• [DATA EXTRACTS]

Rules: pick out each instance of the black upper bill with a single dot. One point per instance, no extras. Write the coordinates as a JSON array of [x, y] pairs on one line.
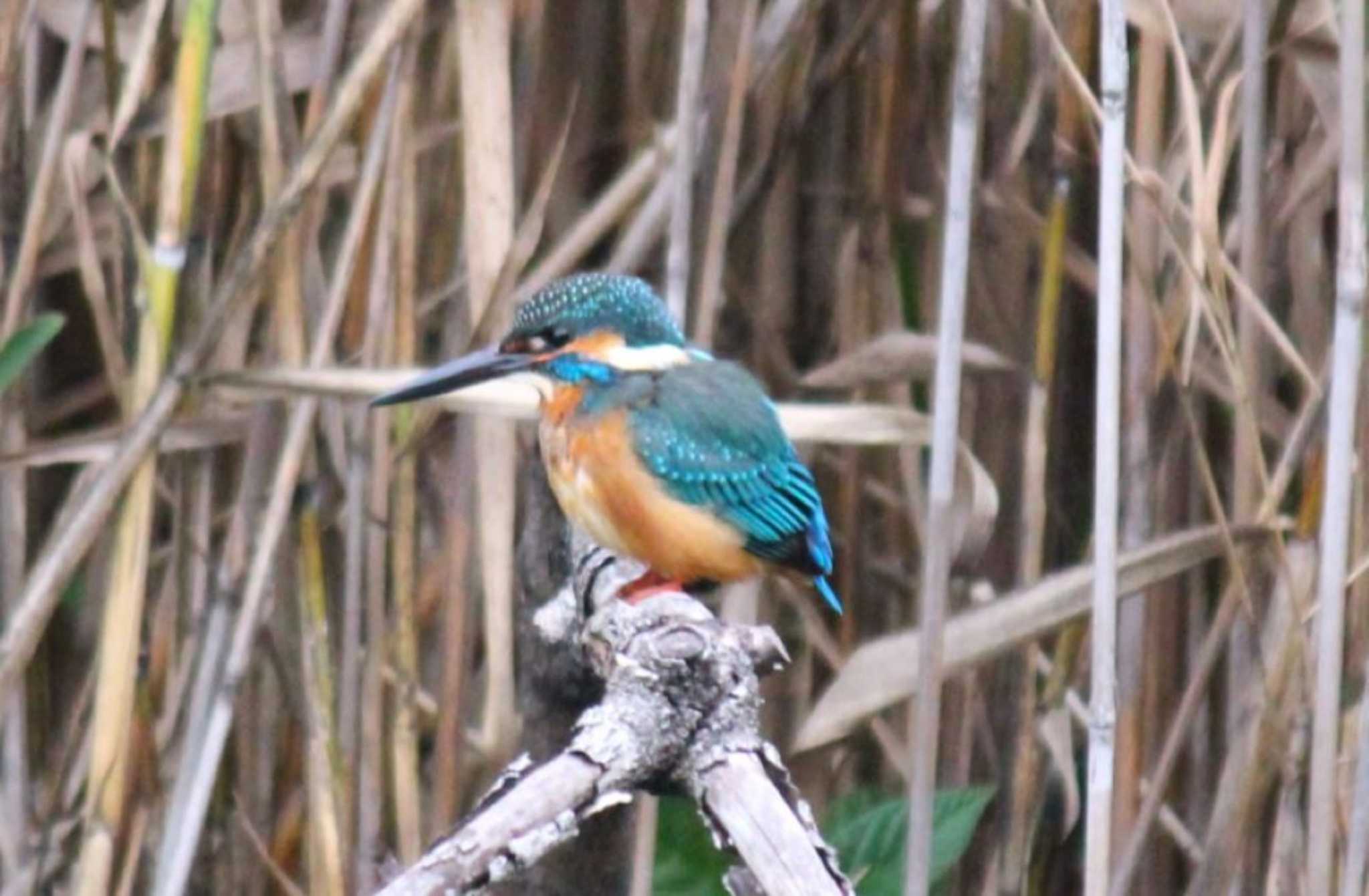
[[477, 367]]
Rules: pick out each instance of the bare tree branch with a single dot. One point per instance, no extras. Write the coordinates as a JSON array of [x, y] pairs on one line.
[[679, 712]]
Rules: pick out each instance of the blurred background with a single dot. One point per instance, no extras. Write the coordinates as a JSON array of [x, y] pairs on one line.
[[270, 642]]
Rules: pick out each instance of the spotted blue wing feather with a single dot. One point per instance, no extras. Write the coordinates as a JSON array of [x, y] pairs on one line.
[[712, 437]]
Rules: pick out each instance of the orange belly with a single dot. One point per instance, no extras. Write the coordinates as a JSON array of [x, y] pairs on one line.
[[604, 487]]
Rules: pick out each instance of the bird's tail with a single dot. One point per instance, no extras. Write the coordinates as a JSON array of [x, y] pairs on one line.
[[829, 595]]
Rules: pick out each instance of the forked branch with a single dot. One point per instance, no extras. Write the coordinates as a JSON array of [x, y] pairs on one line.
[[678, 713]]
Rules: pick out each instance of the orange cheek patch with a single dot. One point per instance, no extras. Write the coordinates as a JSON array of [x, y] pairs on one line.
[[594, 345]]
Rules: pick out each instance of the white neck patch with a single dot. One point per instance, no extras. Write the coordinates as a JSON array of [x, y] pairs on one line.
[[653, 357]]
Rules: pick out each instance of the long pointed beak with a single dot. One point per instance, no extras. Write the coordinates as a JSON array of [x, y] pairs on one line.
[[477, 367]]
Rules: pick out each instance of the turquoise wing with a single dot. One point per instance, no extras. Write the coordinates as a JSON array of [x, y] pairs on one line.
[[711, 436]]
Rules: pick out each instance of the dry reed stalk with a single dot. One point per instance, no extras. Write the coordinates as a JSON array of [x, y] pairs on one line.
[[199, 770], [721, 204], [122, 623], [1341, 431], [1211, 649], [326, 847], [404, 748], [614, 204], [488, 178], [688, 125], [1134, 659], [81, 516], [1027, 769], [1357, 839], [40, 188], [937, 559], [1102, 692]]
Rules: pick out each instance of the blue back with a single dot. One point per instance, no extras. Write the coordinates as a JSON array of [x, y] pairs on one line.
[[711, 436]]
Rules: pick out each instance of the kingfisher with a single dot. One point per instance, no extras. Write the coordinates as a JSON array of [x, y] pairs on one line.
[[652, 446]]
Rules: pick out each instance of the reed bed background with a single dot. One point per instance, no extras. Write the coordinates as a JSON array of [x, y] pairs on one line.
[[261, 639]]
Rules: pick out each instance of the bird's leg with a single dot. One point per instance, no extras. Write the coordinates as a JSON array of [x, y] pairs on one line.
[[648, 585]]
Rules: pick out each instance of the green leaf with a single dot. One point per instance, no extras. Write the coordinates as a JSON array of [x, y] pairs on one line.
[[868, 832], [688, 863], [866, 828], [25, 345]]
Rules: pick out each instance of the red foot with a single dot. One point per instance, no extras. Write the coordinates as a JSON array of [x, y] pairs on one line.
[[648, 585]]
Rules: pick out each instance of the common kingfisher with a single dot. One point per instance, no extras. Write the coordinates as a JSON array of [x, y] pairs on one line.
[[653, 448]]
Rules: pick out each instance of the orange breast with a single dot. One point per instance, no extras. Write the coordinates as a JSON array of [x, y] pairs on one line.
[[604, 487]]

• [EXERCISE REQUIREMENTS]
Take every line of the material and copy it exactly, leaving out the pictures.

• [RESPONSE]
Rules: pick out each instance of the black upper bill with a single dot. One point per instance, no extras. Write the coordinates as a JSON array of [x, y] pairs on one line.
[[477, 367]]
Rules: pick out each instance of the bare tree branch with a single dot. One point per instance, no extras. Write the coordinates as a JSON array of [x, y] pairs on one line.
[[679, 712]]
Rules: pick out each instance of the blurred background with a single dot. One point per instance, no extras. Write the coordinates as a JSON array of [x, y] pairs on one line.
[[270, 642]]
Rules: pick out each instance of the spotted blue wing feather with a single dot. One point per instance, no extras. Write the coordinates as a JSON array of [x, y] pairs on one line.
[[712, 437]]
Rules: pick out each instance of the orange belly with a single dot. One point per instance, no extras. Write the coordinates as a JSON array of [x, y] pairs on one line.
[[604, 487]]
Rules: pick out each instance of the bird's tail with a single dot. One point per instance, no extras. Write the coordinates as a JSON array of [x, y] pairs on one line.
[[829, 595]]
Rules: pick out each instance of the forked branch with a single dot. One point per instance, no extras. Write the coordinates as a JSON array of [x, y] pairs on one line.
[[678, 713]]
Rules: pick out each instance of the orange cheek patch with a single dot. One point per instance, no extras. Write the coordinates as a JSON array of [x, y] pairs on one line.
[[594, 345]]
Rules: pick out each instance of the white neck patch with a single dot. One point per instance, no extras. Write the coordinates as a JSON array of [x, y] pairs on one line.
[[653, 357]]
Rules: pick out each instance of the long pointed beak with a single dot. One point per instance, no extras. Write the coordinates as a JSON array of [x, y] pairs on one line.
[[477, 367]]
Rules: pick out each instance of the turquoise wing with a single dot. One point per instance, no extras. Write the coordinates as a JSON array of [x, y] pairs on one line.
[[711, 436]]
Rules: pick out each instance of the dry reed stalk with a single dot. One point per instance, no extras. Write the coordinates as a JSON array of [x, y] pairs on one line.
[[199, 770], [721, 204], [122, 623], [1341, 431], [1211, 649], [326, 847], [404, 748], [614, 204], [488, 178], [688, 125], [1134, 659], [81, 516], [1027, 769], [1357, 839], [40, 188], [937, 559], [1102, 692]]
Rules: pick out each instance of the blue back with a single dot. One point per instance, no extras. Write the coordinates as a JSON array of [x, y] pairs on one line.
[[711, 436]]
Rules: pick out each instance of the kingfisher with a single dot. One point per instance, no extras. Write the coordinates as a JSON array of [x, y] pairs on one line.
[[652, 446]]
Rules: pick out each instance of the reed bed background with a single dot. One point per instance, no extras. Write the coordinates as a JSON array of [x, y] pairs on one line.
[[261, 639]]
Rules: pick out each instance of the bird's leg with a single dot. One point per instance, no extras. Write the coordinates as a JSON array of [x, y] pairs on one line.
[[648, 585]]
Rules: pick out each instance of the green leaf with a single dot. One point per instance, no extras. Write the coordinates as a JSON array of [x, y] pairs on one line.
[[868, 832], [688, 863], [866, 828], [25, 345]]
Rules: pick out each instance of the red foot with a single dot. One point per instance, no extras. Write the coordinates as a JSON array of [x, y] pairs on one line.
[[648, 585]]
Rules: pick out each instance of the common kingfisher with a single dot. One point per instance, no extras. Write the coordinates as a JSON array of [x, y] pairs on one line.
[[653, 448]]
Rules: pick out each instance of the orange breast with a single dot. One point per instance, no extras. Write the coordinates as a JSON array of [x, y] pairs on one line.
[[604, 487]]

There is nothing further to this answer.